• [What you will do]:
An exact reproduction of all the data is needed, with no images in it.

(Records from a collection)
= = = = =

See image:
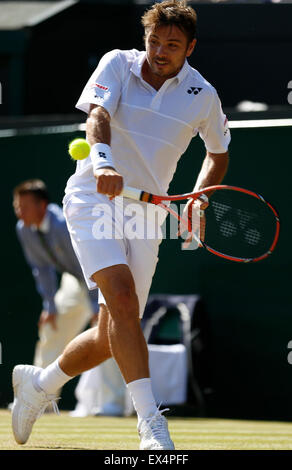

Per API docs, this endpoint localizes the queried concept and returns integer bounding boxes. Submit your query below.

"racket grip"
[121,186,143,201]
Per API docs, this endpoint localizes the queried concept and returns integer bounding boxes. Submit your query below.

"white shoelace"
[145,405,170,440]
[23,396,60,422]
[39,397,60,419]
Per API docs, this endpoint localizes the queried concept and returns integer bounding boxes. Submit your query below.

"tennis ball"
[68,138,91,160]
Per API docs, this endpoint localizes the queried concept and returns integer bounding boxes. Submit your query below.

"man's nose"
[155,45,167,57]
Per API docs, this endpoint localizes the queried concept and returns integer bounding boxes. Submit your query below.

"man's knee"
[110,287,139,321]
[92,264,139,320]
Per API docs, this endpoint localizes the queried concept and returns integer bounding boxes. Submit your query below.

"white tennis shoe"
[12,364,59,444]
[138,408,175,450]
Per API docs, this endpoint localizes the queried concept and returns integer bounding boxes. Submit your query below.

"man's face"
[144,24,196,81]
[13,193,47,227]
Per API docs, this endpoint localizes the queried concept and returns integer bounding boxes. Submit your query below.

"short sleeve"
[198,90,231,154]
[76,49,123,117]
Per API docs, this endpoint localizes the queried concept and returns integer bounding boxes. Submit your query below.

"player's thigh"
[127,238,161,318]
[95,239,161,319]
[63,192,128,291]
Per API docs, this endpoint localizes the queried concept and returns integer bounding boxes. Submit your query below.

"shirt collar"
[130,51,147,78]
[31,211,50,233]
[130,51,190,85]
[176,59,190,83]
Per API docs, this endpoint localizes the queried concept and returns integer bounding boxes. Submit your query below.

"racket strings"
[212,201,260,243]
[204,190,276,259]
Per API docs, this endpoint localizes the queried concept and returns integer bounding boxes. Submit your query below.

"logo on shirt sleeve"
[87,82,110,102]
[90,82,109,92]
[223,116,229,136]
[187,87,202,95]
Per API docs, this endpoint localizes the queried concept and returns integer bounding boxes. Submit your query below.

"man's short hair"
[13,179,50,203]
[141,0,198,43]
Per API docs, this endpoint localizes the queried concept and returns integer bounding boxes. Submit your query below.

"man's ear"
[186,38,197,57]
[40,199,49,213]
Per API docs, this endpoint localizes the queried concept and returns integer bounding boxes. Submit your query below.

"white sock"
[36,358,73,395]
[127,378,157,420]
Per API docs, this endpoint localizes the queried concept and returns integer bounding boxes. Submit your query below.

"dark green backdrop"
[0,122,291,419]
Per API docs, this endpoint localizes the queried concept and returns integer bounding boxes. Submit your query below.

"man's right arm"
[87,104,123,197]
[87,104,111,147]
[16,227,58,316]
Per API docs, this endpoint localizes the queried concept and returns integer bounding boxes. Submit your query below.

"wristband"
[91,143,115,172]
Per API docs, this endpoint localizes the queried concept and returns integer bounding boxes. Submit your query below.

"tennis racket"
[120,185,280,263]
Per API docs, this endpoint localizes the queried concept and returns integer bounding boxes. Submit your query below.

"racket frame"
[120,184,280,263]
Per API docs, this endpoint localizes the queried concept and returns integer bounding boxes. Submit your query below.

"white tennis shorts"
[63,192,166,318]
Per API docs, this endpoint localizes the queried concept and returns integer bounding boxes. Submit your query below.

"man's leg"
[57,302,111,376]
[34,273,92,369]
[11,302,110,445]
[92,264,174,450]
[66,263,148,418]
[39,265,158,420]
[33,303,110,398]
[13,261,148,398]
[51,264,148,383]
[92,264,149,383]
[12,262,173,448]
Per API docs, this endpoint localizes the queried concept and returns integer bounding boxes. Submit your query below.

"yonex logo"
[187,87,202,95]
[98,152,107,159]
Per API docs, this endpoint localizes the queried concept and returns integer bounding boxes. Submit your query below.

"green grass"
[1,409,292,450]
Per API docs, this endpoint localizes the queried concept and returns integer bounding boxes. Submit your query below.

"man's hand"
[178,198,209,249]
[38,310,58,331]
[94,168,123,199]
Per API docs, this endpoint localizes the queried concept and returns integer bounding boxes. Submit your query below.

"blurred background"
[0,0,291,419]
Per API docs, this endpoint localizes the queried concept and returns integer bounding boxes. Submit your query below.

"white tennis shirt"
[65,49,230,197]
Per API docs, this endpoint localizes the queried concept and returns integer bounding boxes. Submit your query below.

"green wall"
[0,122,291,418]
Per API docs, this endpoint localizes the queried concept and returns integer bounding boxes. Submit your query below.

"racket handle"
[121,186,143,201]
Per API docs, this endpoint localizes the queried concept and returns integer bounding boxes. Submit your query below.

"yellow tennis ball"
[68,138,91,160]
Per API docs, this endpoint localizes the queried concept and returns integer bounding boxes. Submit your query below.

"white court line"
[0,124,80,138]
[80,119,292,131]
[228,118,292,128]
[0,118,291,139]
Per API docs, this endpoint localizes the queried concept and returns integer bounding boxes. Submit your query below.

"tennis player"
[12,0,230,450]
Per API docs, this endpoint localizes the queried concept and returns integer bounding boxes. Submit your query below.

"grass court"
[1,410,292,451]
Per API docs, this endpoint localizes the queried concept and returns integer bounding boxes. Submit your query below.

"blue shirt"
[16,203,98,315]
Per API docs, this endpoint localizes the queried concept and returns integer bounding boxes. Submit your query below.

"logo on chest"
[187,87,202,96]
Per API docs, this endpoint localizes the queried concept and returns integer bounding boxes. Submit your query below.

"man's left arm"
[180,152,229,243]
[193,150,229,195]
[183,151,229,215]
[188,89,230,240]
[195,87,230,192]
[180,86,230,244]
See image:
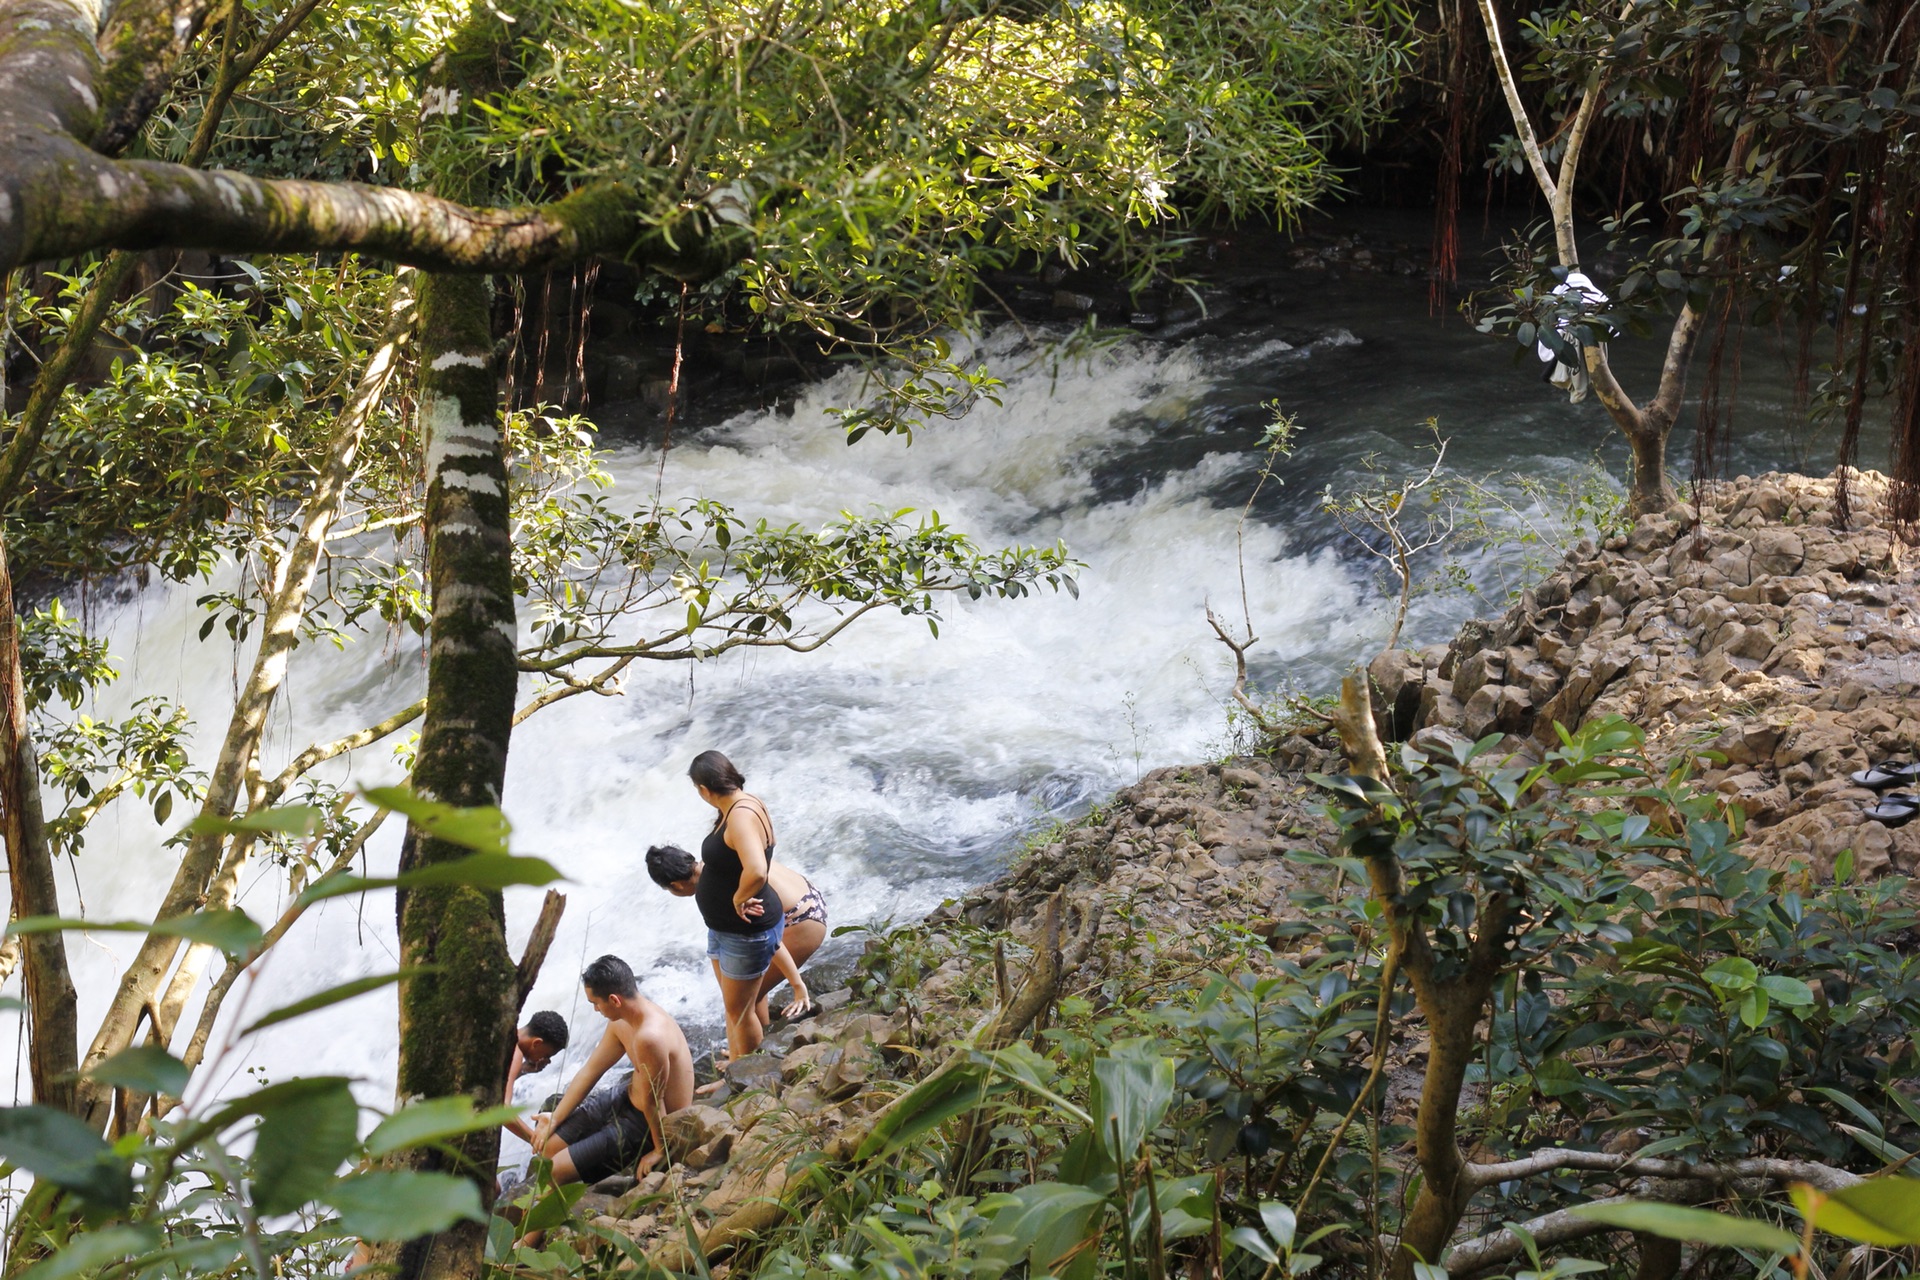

= = = = =

• [Final answer]:
See image:

Per API docs, this endpoint localizes the queried concept and returns integer bounding boxes. Submit your query below.

"racket grip"
[121,186,143,201]
Per API docs, this endpoint localizes the queried concept and returns integer bounding boxes. Submit your query below.

"white shoelace"
[145,405,170,440]
[23,396,60,422]
[39,397,60,419]
Per API docs, this endpoint localizes the queried concept and returns integer bounding boxes. Submit your query below.

"tennis ball"
[68,138,91,160]
Per API docs, this endpoint localizes the queried concept and returns integer bounding boxes. Submit your query below.

"man's nose"
[155,45,167,57]
Per API docs, this endpoint localizes the queried concept and returns integer bounding boxes. Submit your query below.

"man's knee"
[110,287,139,321]
[92,264,139,320]
Per API docs, this endpoint localizes the queried concept and returns integer bounding boxes. Submit your query below.

"white tennis shoe"
[12,364,59,444]
[138,408,175,450]
Per API docs, this endpoint localizes the queried concept and returns integer bounding boxes. Submit your query below.

"man's face"
[144,24,196,81]
[13,193,47,227]
Per API docs, this endpoint localizes the queried concept and returns integer bounding boxes. Submit your query below.

"short sleeve"
[198,90,231,154]
[76,49,123,117]
Per API docs, this endpoint localizes the queried concept and returns integer bounding boxes. Submit your query below.

"player's thigh"
[127,238,161,318]
[95,239,161,319]
[63,192,128,291]
Per API docs, this endpoint localizes the queried concept and returns integer bounding boxes. Submit your query below.

"shirt collar"
[130,51,147,78]
[31,211,50,233]
[130,51,190,85]
[176,59,190,83]
Per API docs, this endpoint localizes the queried concept and returns integer bounding boxes. Submit your query below.

"racket strings"
[212,201,260,243]
[204,190,276,259]
Per API docs, this endpoint localizes the queried concept and returns integer bounding boxes. Submit your query below.

"logo on shirt sleeve"
[87,82,110,102]
[90,82,109,92]
[223,116,229,136]
[187,87,202,95]
Per API docs, this endpoint localizes the queried concept and returns integer bounding boxes. Submit your query below.

"man's short hair"
[13,179,50,203]
[141,0,198,43]
Per API docs, this endpoint localizes the queried concept and returns integer bounding boxes. Submit your query below.

"man's ear"
[186,38,197,57]
[40,199,49,213]
Per API docs, this endpoint localizes the queried concept and returns integer bounding boxes. Submit your query below.

"white sock"
[36,358,73,395]
[127,378,157,420]
Per API docs, this endpoint localizes the queried concept and returns integer bounding boxes. Submit your query below.

"dark green backdrop"
[0,122,291,419]
Per API docs, this endpoint localizes the queried concept and returns integer bounding boxes. Submit your query below.

"man's right arm"
[87,104,123,197]
[87,104,111,147]
[16,227,58,316]
Per API docs, this endpoint localizes the queried concept and returns integer bounding boxes. Submit your query below.

"wristband"
[91,143,115,172]
Per API docs, this endpoint localizes the queried concept and returns integer bounding boxes. Submit your query below.

"tennis racket"
[120,185,280,263]
Per API docs, this endpoint localizes the queried concept and returns integer bounding boxes. Submit your query below.

"racket frame"
[120,184,280,263]
Per API docs, this endpoint localizes the queried concept and returns integer bounding boxes. Submit your query below.

"white tennis shorts"
[63,192,166,318]
Per API docs, this endpoint localizes the queried concept and returns integer bounding boxes. Submit your query below.

"man's leg"
[57,302,111,376]
[34,273,92,369]
[11,302,110,445]
[92,264,174,450]
[66,263,148,418]
[39,265,158,420]
[33,303,110,398]
[13,261,148,398]
[51,264,148,383]
[92,264,149,383]
[12,262,173,448]
Per API docs, this endpoint localizes the queried concept and returns integer bounding boxes. Submit your query below.

"yonex logo"
[187,87,202,95]
[98,152,107,159]
Per API docs, this endpoint localizes the queried concept and returns integer bounding boxes. Submit your query below.

"green grass"
[1,409,292,450]
Per API docs, this endpoint localizes the queried concept and returns integer bounding boxes. Submit your query below.

"man's hand"
[178,198,209,249]
[38,310,58,331]
[94,168,123,199]
Per API docs, this endpoint localizes the queried concept and returns integer bounding boxes. Submit your query below.

"blurred background"
[0,0,291,419]
Per API docs, this endpoint localizes the queried concept and returns integer bounding boxes. Submit your query below.

"white tennis shirt"
[65,49,230,197]
Per API docs, this endpoint localizes the queried concept and returns integer bounding boxes. Submit your query below.

"green wall"
[0,122,291,418]
Per API docs, this endpoint localizes the queried concept and returns integer bounding boxes. Submit your query below.

"racket handle"
[121,186,143,201]
Per API docs, this endpoint localizes the queried concept and returns integer bounding boxes. Submit your query below.

"yellow tennis ball"
[68,138,91,160]
Per API docs, this endpoint localizes the queried concept and returns integer bounding boxes. Submit your query below.

"white court line"
[0,124,80,138]
[80,119,292,131]
[228,118,292,128]
[0,118,291,139]
Per API docs, this endpoint localizes the queried concept and returns integer bounding boxes. Submit your query below.

"tennis player"
[12,0,230,450]
Per API docs, this endpoint localizes the queried concept and returns integer bounding boxes. Submit your query below.

"grass court"
[1,410,292,451]
Per API docs, this endpoint localizes the queried concept and returns integer bounding boxes. Submit your query below.

"blue shirt"
[16,203,98,315]
Per API docs, this endpoint localizes the queried concept and returns integer bounding boxes. Submit your query below.

"logo on chest"
[187,87,202,96]
Per API docs, this endpoint localizes the queried concept and returns integer bounding boxes. Submit your query below.

"man's left arm"
[180,152,229,243]
[193,150,229,195]
[183,151,229,215]
[188,89,230,240]
[195,87,230,192]
[180,86,230,244]
See image:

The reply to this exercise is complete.